(Referring expression data)
Segment Open

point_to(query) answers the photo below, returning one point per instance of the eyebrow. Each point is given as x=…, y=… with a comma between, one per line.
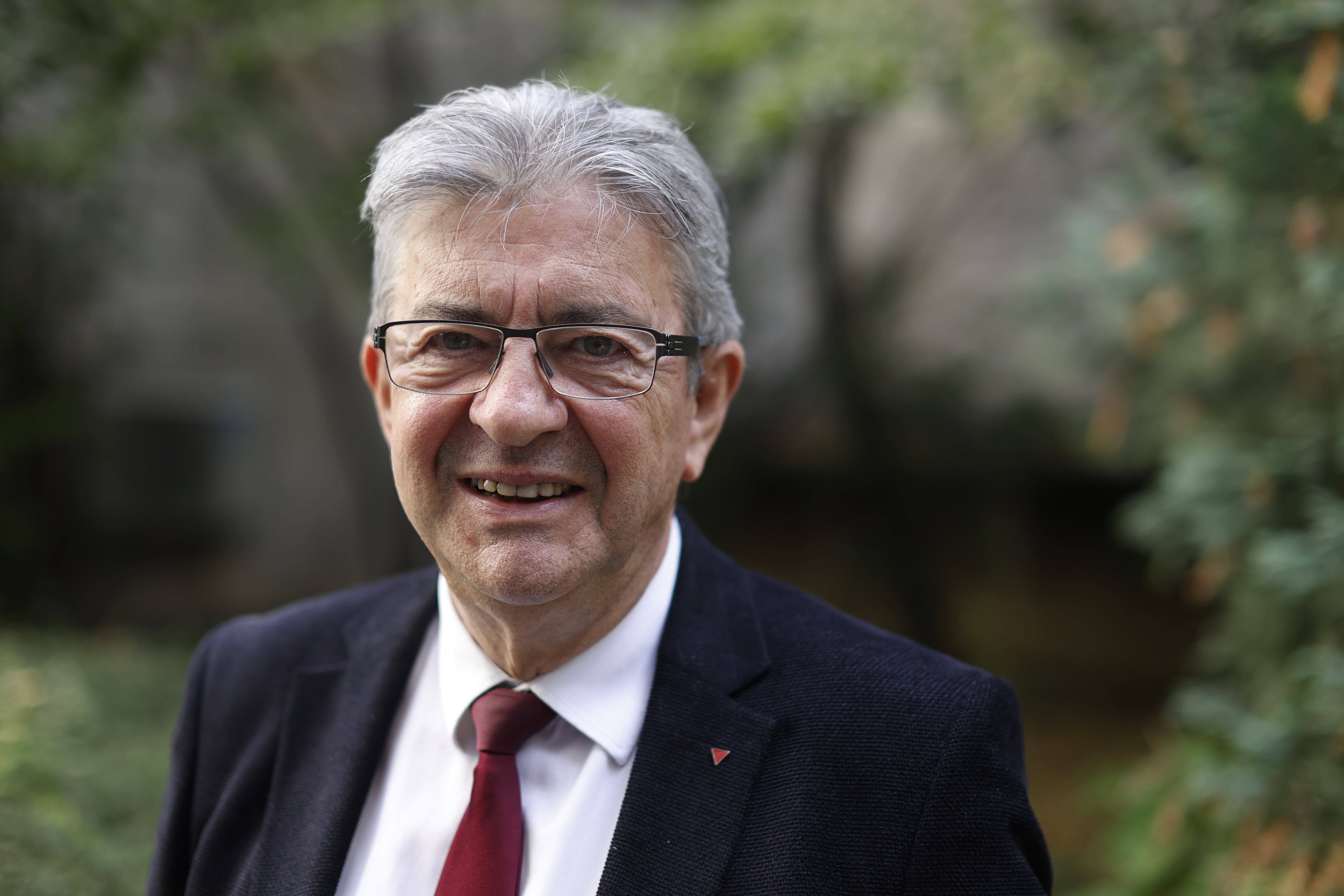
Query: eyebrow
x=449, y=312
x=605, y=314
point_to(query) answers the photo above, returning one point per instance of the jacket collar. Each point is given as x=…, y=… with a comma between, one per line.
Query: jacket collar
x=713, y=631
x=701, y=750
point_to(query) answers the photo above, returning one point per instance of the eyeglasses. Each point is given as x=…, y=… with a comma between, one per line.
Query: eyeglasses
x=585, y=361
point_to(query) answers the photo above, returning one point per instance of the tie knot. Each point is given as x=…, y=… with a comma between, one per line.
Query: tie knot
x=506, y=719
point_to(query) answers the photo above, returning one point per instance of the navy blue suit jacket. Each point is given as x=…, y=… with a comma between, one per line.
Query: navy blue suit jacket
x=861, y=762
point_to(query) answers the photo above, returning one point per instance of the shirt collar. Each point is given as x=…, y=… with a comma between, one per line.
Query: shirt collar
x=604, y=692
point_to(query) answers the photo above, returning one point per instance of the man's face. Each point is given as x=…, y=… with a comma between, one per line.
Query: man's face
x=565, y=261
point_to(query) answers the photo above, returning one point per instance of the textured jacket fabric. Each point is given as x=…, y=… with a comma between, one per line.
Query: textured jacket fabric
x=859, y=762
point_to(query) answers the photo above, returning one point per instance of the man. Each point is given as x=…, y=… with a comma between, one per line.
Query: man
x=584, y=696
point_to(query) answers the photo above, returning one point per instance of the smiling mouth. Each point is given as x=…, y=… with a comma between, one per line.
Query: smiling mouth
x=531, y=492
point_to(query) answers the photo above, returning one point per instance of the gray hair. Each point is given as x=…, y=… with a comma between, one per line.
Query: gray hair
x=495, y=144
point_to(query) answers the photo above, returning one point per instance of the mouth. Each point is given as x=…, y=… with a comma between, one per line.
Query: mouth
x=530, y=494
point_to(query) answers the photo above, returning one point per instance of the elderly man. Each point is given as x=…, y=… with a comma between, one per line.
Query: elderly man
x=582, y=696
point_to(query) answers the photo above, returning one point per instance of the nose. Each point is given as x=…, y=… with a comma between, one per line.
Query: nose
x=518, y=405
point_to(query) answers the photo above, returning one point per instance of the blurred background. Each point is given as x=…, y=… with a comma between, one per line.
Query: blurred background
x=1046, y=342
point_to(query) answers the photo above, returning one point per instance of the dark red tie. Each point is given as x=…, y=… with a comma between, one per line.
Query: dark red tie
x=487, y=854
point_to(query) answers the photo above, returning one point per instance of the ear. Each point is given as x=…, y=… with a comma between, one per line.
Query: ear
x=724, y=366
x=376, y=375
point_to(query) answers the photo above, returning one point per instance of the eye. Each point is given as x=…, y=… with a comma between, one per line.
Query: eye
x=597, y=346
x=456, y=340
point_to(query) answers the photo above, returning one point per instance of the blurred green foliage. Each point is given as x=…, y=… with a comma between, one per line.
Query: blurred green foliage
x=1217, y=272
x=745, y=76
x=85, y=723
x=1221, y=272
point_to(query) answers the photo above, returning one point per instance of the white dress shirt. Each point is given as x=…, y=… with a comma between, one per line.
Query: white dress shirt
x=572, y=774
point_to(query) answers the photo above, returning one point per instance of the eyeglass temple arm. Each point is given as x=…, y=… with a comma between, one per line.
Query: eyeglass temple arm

Segment Closed

● **TASK BRIEF**
Search the entries above for lines containing the word "temple", and copy each one.

● **ANSWER TO THE EXERCISE**
point_to(query) answers the photo above, returning one point per instance of the eyeglass temple arm. Each point is given as x=…, y=… with a comma between, one per line.
Query: eyeglass temple arm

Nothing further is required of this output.